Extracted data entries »
____________

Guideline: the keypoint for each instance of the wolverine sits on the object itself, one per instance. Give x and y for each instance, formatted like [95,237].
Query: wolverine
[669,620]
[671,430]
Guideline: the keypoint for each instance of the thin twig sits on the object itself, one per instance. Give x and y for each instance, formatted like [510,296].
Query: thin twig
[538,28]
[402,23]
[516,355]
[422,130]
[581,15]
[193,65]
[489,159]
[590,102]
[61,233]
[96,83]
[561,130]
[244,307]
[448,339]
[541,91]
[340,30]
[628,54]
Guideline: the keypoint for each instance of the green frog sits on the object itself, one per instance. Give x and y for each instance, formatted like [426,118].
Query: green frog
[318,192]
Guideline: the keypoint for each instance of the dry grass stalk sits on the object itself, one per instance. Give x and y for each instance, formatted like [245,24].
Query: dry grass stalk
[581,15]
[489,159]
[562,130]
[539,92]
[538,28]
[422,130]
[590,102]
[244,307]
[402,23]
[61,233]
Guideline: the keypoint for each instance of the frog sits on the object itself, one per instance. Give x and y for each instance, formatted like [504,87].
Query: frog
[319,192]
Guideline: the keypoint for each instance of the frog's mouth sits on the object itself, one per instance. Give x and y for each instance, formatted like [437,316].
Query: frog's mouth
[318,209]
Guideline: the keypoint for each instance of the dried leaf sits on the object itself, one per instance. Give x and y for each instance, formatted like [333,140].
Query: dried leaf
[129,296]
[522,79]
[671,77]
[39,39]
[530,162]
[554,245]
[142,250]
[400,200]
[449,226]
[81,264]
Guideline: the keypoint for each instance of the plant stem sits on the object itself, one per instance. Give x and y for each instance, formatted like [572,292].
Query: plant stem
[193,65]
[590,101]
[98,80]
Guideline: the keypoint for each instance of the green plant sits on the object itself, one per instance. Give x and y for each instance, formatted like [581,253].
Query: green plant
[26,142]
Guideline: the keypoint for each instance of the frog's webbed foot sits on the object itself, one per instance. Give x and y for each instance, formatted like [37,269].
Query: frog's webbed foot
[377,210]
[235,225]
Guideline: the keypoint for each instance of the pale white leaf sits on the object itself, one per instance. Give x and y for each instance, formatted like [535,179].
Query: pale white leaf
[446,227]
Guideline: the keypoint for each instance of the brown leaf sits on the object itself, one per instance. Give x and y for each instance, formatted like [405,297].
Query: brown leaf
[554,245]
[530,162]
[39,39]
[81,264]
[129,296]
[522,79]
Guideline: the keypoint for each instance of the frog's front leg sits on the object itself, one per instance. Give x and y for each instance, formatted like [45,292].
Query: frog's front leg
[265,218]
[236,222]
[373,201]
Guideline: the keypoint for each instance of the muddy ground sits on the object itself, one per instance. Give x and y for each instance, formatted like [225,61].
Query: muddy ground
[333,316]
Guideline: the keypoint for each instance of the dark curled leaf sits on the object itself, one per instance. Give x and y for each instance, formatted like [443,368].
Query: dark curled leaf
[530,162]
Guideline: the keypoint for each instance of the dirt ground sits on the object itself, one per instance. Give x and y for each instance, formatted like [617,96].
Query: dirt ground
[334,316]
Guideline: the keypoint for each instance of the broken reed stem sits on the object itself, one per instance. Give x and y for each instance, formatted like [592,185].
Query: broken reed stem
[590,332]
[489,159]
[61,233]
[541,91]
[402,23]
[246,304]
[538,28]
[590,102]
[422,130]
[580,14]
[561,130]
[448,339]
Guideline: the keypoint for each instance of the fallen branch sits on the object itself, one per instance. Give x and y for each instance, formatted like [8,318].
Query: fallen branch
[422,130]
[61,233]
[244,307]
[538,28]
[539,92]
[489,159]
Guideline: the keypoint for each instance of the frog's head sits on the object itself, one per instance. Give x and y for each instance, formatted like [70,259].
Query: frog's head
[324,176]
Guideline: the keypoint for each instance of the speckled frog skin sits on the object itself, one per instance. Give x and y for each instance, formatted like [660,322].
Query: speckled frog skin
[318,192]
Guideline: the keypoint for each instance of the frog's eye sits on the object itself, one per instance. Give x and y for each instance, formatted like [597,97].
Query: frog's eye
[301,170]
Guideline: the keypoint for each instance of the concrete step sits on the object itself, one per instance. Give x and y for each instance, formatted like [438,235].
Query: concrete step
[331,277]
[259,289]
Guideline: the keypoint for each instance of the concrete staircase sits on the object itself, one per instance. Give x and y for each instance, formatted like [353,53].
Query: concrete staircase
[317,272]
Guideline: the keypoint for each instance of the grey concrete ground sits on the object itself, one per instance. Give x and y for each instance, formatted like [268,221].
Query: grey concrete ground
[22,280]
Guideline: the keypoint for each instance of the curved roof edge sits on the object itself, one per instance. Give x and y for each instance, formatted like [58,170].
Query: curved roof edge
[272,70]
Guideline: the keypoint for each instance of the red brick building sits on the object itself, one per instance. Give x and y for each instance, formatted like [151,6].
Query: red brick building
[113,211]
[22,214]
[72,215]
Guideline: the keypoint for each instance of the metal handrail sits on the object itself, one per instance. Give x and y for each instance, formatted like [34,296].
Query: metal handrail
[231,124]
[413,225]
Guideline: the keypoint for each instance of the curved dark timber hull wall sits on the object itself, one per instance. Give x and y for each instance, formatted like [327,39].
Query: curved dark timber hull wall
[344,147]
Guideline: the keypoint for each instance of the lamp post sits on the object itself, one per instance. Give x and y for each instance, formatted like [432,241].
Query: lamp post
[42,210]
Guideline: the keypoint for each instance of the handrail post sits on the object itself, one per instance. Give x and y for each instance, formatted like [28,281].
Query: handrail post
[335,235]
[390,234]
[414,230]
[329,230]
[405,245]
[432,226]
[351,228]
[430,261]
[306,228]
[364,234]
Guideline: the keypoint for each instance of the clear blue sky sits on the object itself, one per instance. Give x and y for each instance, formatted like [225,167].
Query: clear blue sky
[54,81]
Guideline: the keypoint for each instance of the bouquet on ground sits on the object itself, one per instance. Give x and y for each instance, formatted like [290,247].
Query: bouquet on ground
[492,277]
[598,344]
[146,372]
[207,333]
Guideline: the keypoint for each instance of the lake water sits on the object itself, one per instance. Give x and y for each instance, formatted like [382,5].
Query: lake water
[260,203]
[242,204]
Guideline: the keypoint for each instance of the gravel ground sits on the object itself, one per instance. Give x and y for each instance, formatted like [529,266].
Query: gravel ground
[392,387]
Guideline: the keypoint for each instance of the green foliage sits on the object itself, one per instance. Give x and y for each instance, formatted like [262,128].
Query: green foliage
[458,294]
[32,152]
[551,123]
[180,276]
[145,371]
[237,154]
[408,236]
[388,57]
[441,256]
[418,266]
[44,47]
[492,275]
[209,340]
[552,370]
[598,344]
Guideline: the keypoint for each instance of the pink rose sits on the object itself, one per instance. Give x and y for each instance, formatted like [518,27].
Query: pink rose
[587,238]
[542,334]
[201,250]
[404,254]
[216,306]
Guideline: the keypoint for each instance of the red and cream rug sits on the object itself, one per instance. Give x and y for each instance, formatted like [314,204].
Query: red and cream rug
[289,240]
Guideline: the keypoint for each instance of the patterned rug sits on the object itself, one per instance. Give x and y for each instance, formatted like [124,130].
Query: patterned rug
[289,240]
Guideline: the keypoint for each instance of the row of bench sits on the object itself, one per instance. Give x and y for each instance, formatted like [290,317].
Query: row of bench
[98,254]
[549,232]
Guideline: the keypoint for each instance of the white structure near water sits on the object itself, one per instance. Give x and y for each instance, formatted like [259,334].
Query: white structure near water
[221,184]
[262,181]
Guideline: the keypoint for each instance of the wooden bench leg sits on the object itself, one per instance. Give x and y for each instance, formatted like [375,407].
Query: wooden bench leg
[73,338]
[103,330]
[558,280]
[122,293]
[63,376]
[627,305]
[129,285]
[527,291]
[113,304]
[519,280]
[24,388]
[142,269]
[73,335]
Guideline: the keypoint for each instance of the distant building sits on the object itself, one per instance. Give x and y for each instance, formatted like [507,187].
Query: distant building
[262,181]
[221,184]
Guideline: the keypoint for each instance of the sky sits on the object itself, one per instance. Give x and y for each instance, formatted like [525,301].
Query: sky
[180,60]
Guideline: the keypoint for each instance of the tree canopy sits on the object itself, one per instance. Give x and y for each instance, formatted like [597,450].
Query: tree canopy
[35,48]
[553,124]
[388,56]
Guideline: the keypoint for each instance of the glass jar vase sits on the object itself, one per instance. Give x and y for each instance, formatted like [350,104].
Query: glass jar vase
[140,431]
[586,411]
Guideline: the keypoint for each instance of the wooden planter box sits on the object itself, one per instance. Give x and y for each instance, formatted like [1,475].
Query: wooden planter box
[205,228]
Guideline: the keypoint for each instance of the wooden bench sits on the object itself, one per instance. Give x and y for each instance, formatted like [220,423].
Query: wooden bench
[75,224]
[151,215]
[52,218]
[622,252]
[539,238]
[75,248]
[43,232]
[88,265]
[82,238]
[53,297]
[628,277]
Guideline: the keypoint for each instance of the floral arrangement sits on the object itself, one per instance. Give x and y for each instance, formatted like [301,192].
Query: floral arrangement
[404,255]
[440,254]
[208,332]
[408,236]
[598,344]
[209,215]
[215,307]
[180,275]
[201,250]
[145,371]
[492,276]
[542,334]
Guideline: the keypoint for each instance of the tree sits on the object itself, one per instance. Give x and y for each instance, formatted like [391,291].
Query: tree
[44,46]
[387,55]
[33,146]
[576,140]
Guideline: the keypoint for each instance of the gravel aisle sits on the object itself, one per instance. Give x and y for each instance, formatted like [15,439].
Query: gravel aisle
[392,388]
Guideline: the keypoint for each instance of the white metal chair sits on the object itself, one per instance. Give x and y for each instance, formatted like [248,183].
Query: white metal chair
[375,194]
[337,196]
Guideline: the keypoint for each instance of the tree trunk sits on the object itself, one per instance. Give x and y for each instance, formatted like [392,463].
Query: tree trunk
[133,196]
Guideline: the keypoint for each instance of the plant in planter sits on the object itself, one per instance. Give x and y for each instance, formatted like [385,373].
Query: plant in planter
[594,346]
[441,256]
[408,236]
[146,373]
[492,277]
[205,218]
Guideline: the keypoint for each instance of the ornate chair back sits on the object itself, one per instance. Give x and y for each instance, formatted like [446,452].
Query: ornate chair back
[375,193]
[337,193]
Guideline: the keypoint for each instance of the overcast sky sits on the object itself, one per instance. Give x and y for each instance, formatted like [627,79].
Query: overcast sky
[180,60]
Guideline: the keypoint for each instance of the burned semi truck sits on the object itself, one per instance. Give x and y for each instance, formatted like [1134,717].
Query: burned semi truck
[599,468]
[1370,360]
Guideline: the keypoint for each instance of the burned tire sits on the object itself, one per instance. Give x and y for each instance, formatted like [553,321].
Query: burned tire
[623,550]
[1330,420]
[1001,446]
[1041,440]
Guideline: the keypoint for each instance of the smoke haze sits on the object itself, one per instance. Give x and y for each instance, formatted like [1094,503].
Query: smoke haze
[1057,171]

____________

Problem to work on » Beginning at the line above that contains "Guideline: the keypoint for each instance of the concrete step", return each line exactly through the line that contains "Guideline: the keypoint for each instance of the handrail", and no others.

Answer »
Guideline: the keypoint for each instance of the concrete step sits on the object itself, one per instance. Give x and y for each instance, formatted like [438,235].
Query: concrete step
[331,277]
[259,289]
Guideline: the keypoint for each instance of the concrete staircase sits on the object itself, one per instance. Give x and y for each instance, formatted like [353,53].
Query: concrete staircase
[317,272]
Guideline: the keypoint for each instance of the grey concrete ground sits on the object itself, one per instance. Give x and y for each instance, formatted like [268,221].
Query: grey concrete ground
[22,280]
Guideline: the keypoint for each instance of the curved roof edge sits on the object itself, one per instance. Give x and y for each instance, formatted like [58,170].
Query: curved roof edge
[272,70]
Guideline: the keypoint for each instance of the red brick building sits on the object itself, one per instance. Give x and y for each instance, formatted like [151,6].
Query: red brick building
[113,211]
[22,214]
[72,215]
Guideline: the keypoint for each instance of the metal handrail sits on the object itself, one per instance. Give x and y for each instance, formatted like [34,296].
Query: metal handrail
[231,124]
[413,225]
Guideline: the keypoint for each instance of the curved dark timber hull wall sits on the object itself, one per instance. Give x and y for each instance, formatted like [327,39].
Query: curved dark timber hull wall
[344,147]
Guideline: the keypoint for each instance of the lamp post sits on the object itself, one per instance. Give x and y for each instance, formatted like [432,241].
Query: lamp post
[42,210]
Guideline: the keypoint for each instance of the handrail post sits on the object itself, one per instance. Give x and y for each instance, formatted like [28,281].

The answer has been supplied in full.